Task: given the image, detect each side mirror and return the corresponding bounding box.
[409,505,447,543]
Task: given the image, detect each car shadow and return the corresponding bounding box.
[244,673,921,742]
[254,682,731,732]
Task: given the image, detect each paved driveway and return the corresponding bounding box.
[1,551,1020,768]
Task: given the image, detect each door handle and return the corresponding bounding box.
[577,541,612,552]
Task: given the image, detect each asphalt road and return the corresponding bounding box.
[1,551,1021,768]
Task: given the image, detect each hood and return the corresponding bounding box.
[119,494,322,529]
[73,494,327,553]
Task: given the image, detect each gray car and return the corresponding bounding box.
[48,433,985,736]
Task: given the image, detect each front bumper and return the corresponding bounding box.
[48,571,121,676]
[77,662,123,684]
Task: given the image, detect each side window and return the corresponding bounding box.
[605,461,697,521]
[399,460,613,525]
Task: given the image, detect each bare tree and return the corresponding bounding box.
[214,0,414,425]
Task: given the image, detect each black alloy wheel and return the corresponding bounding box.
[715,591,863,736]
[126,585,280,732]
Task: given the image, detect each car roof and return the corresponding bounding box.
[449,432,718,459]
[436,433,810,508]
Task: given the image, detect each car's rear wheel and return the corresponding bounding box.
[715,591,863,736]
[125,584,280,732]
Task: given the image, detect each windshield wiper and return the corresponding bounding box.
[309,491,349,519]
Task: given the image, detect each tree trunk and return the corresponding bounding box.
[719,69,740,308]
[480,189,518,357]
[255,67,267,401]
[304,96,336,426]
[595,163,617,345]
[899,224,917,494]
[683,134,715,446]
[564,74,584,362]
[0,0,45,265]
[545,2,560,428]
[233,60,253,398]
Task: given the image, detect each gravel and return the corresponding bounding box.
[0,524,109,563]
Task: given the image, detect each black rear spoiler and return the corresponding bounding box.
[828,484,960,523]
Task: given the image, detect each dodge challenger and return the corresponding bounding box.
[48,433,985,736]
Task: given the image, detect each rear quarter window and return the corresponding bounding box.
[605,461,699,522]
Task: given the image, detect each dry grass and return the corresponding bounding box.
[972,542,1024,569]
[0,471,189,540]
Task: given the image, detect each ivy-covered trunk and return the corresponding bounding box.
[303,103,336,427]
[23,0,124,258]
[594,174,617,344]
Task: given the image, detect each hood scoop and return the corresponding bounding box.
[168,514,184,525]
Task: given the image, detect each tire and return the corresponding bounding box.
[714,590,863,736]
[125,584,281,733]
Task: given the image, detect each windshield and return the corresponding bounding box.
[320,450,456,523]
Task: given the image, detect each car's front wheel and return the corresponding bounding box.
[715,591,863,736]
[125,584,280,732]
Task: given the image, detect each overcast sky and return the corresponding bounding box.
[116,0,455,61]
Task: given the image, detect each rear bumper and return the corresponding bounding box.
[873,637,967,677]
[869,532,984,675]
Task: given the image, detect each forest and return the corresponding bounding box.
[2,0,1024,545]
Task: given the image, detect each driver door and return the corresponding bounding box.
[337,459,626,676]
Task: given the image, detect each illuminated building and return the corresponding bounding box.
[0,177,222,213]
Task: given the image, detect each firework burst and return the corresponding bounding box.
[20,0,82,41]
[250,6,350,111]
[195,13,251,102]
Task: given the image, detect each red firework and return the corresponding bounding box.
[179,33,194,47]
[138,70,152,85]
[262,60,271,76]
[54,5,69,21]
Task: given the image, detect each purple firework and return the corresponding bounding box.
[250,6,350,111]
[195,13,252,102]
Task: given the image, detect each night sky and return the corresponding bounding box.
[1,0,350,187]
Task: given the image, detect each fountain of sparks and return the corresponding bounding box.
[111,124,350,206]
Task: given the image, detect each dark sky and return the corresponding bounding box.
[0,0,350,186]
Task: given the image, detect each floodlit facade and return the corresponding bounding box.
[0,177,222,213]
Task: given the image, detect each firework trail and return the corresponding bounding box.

* * *

WHAT YOU ARE ASKED TO DO:
Restate word for word the lines from the one holding "Task: given the image, detect each night" through the last line of the listing, omitting every earlier line.

TASK RESULT:
Task: given the image, detect each night sky and return the corresponding bounding box.
[1,0,350,187]
Task: given the image, detect each fountain of sparks and return the corresponding bounding box.
[111,124,350,206]
Task: given the image, detect each dark sky and return the corresponding bounding box.
[0,0,350,186]
Task: given the image, detect each floodlit facade and return the corresponding bounding box.
[0,177,222,213]
Task: given the image, detect each firework trail and return the corresponding bounding box.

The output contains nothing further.